=== SET EXERCISE ===
Reproduce every line of the listing below without changing anything.

=== DATA PROVIDED ===
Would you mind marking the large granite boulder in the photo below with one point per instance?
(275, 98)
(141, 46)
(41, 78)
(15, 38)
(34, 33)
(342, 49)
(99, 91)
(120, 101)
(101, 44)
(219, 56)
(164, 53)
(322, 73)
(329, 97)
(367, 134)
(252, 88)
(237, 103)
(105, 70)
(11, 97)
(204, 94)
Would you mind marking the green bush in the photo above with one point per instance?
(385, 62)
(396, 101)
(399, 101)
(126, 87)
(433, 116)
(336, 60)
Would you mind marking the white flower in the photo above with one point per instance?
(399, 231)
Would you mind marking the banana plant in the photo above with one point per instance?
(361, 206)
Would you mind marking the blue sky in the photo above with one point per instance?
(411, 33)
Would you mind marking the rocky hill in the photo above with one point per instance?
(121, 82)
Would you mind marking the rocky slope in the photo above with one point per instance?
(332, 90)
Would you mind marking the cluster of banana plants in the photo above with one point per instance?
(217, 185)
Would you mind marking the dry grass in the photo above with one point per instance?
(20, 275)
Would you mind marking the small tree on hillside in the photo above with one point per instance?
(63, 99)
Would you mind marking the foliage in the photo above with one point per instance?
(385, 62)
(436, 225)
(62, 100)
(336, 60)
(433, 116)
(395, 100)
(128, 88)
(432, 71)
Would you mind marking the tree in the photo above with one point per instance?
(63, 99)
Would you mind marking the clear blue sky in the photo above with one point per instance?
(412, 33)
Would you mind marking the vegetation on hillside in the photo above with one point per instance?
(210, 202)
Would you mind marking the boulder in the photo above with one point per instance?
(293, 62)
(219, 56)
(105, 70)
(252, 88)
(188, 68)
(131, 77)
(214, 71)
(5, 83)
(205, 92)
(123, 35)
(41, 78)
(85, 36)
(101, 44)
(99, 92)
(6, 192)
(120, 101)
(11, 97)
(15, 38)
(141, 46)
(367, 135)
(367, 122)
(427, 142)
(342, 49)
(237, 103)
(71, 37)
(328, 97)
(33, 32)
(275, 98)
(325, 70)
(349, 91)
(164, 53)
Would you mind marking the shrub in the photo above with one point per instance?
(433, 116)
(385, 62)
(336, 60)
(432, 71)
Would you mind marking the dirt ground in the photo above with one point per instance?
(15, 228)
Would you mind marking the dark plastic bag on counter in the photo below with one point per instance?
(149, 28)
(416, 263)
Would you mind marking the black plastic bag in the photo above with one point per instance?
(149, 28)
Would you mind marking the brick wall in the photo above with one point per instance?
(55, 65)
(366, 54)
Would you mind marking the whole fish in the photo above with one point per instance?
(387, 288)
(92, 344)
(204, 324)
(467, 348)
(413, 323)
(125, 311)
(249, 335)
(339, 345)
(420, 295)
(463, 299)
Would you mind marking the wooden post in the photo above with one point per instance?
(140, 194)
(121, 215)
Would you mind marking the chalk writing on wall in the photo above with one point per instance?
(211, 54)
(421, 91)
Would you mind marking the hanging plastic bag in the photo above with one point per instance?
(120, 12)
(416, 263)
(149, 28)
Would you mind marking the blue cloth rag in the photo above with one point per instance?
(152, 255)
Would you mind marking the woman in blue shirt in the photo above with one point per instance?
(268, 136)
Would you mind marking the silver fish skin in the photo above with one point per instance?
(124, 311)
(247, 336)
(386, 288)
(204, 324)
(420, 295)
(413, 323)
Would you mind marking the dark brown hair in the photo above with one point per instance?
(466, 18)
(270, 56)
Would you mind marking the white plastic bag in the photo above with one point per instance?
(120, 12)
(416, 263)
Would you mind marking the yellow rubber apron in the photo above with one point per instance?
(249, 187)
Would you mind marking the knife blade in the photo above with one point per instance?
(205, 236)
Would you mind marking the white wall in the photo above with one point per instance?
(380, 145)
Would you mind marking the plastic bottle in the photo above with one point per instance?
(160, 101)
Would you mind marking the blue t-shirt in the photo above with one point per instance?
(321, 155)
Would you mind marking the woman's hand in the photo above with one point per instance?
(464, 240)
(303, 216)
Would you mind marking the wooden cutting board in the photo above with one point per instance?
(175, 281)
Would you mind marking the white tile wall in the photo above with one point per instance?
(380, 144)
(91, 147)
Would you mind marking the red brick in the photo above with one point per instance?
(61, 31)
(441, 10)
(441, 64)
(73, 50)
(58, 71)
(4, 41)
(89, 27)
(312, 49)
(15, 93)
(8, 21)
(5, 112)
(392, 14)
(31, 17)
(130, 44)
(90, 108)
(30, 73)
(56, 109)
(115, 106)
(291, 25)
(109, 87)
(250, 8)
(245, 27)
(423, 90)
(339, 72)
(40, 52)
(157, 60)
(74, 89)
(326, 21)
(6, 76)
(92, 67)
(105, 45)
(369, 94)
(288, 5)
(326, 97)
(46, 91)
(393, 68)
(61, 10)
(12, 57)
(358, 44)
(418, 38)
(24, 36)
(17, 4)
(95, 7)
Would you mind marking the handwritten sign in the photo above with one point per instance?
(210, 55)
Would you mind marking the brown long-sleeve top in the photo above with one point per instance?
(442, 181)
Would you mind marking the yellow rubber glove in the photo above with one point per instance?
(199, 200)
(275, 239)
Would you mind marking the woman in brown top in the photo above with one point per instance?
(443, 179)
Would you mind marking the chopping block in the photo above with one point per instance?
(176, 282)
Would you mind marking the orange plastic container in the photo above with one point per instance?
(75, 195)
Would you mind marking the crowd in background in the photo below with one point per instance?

=== FINAL ANSWER ===
Would you mind marking the large granite boulder in the photo below with one point per instance?
(275, 98)
(141, 46)
(41, 78)
(15, 38)
(34, 33)
(342, 49)
(99, 91)
(120, 101)
(101, 44)
(219, 56)
(164, 53)
(322, 73)
(329, 97)
(367, 134)
(252, 88)
(237, 103)
(105, 70)
(11, 97)
(204, 94)
Would you mind marking the green bush in the photo above with one point per instance?
(385, 62)
(396, 101)
(399, 101)
(126, 87)
(433, 116)
(336, 60)
Would you mind marking the white flower in the photo above with one point per instance?
(399, 231)
Would you mind marking the banana plant in the photo above with one point per instance?
(361, 206)
Would you mind marking the blue sky in the photo above with one point per instance?
(411, 33)
Would you mind marking the rocky hill in the photo above with one point per instance?
(121, 82)
Would you mind marking the rocky slope in the photo above with one point per instance?
(332, 90)
Would you mind marking the cluster of banana plants in the photo above with one point per instance?
(217, 185)
Would you mind marking the dry grass in the photo above with one point per instance?
(20, 275)
Would you mind marking the small tree on hillside in the photo above with one point per instance?
(63, 99)
Would you mind marking the foliage in the photo above with one point per instance?
(385, 62)
(436, 225)
(62, 100)
(336, 60)
(433, 116)
(395, 100)
(128, 88)
(432, 71)
Would you mind marking the tree in the photo above with one point per instance?
(63, 99)
Would you mind marking the clear blue sky in the photo above with one point per instance?
(412, 33)
Would you mind marking the vegetation on hillside in the photo above with one point per instance?
(210, 202)
Would you mind marking the boulder in the photo above with one point per instance?
(293, 62)
(219, 56)
(105, 70)
(252, 88)
(188, 68)
(131, 77)
(214, 71)
(5, 83)
(205, 92)
(123, 35)
(41, 78)
(85, 36)
(101, 44)
(99, 92)
(6, 192)
(120, 101)
(11, 97)
(15, 38)
(141, 46)
(367, 135)
(367, 122)
(427, 142)
(342, 49)
(237, 103)
(71, 37)
(328, 97)
(33, 32)
(275, 98)
(325, 70)
(349, 91)
(164, 53)
Would you mind marking the shrub in the photo above with one point per instance?
(433, 116)
(385, 62)
(336, 60)
(432, 71)
Would you mind marking the dirt ground in the photo above with one point per instance?
(15, 228)
Would you mind marking the dark plastic bag on counter in the photo below with one point per instance?
(149, 28)
(416, 263)
Would you mind marking the black plastic bag in the photo above with one point per instance?
(149, 28)
Would you mind marking the brick wall in the photo above with one point per instance?
(55, 65)
(366, 54)
Would you mind marking the whole fish in the photo above with one point per instance?
(387, 288)
(92, 344)
(204, 324)
(467, 348)
(413, 323)
(125, 311)
(249, 335)
(339, 345)
(420, 295)
(463, 299)
Would you mind marking the wooden post in the photo above with one point per instance?
(140, 194)
(121, 215)
Would you mind marking the chalk writing on wall in the photo above with one point per instance?
(211, 54)
(421, 91)
Would you mind marking the hanging plastic bag in the photo above with one point per instance?
(120, 12)
(416, 263)
(149, 28)
Would you mind marking the blue cloth rag in the photo above with one point per instance?
(152, 255)
Would you mind marking the woman in blue shirt in the photo above with one point per instance?
(268, 136)
Would you mind marking the silver fish skin in the photo above with one point per instance?
(124, 311)
(247, 336)
(386, 288)
(204, 324)
(420, 295)
(413, 323)
Would you mind marking the dark brown hair in the photo above with one point per instance?
(466, 18)
(270, 56)
Would you mind marking the white plastic bag in the photo above with one point per instance?
(120, 12)
(416, 263)
Would you mind marking the yellow rubber apron in the photo above with one point per instance?
(249, 187)
Would you mind marking the knife blade in the photo above with one point per instance?
(205, 236)
Would you mind marking the white wall in the photo above with one point per instance?
(380, 145)
Would you mind marking the plastic bottle in the photo above with one point per instance?
(160, 101)
Would you mind marking the blue t-shirt in the photo above with one point per instance?
(321, 155)
Would you mind marking the woman's hand in the photo above with one point per instance?
(464, 240)
(303, 216)
Would you mind marking the wooden cutting board in the photo above with one point per instance?
(175, 281)
Would you mind marking the white tile wall in the photo above with one point per instance?
(380, 144)
(91, 147)
Would you mind marking the red brick in the photo above with one point per instance?
(61, 31)
(441, 10)
(441, 64)
(73, 50)
(58, 71)
(4, 41)
(89, 27)
(312, 49)
(15, 93)
(8, 21)
(5, 112)
(392, 14)
(31, 17)
(130, 44)
(90, 108)
(30, 73)
(56, 109)
(115, 106)
(291, 25)
(109, 87)
(250, 8)
(245, 27)
(423, 90)
(339, 72)
(40, 52)
(157, 60)
(74, 89)
(326, 21)
(6, 76)
(92, 67)
(105, 45)
(369, 94)
(288, 5)
(326, 97)
(46, 91)
(393, 68)
(61, 10)
(12, 57)
(358, 44)
(418, 38)
(24, 36)
(17, 4)
(95, 7)
Would you mind marking the handwritten sign in the photo above with one point per instance?
(210, 55)
Would you mind marking the brown long-sleeve top in the photo above with one point per instance?
(442, 181)
Would you mind marking the yellow rubber glove in the photo above with one point per instance?
(199, 200)
(275, 239)
Would you mind marking the woman in brown top in the photo above with one point per instance?
(443, 179)
Would you mind marking the chopping block in the photo above with one point per instance?
(176, 282)
Would you mind marking the orange plastic container in the photo above with one point per instance?
(75, 195)
Would you mind marking the crowd in background in the photo below with one point per instance?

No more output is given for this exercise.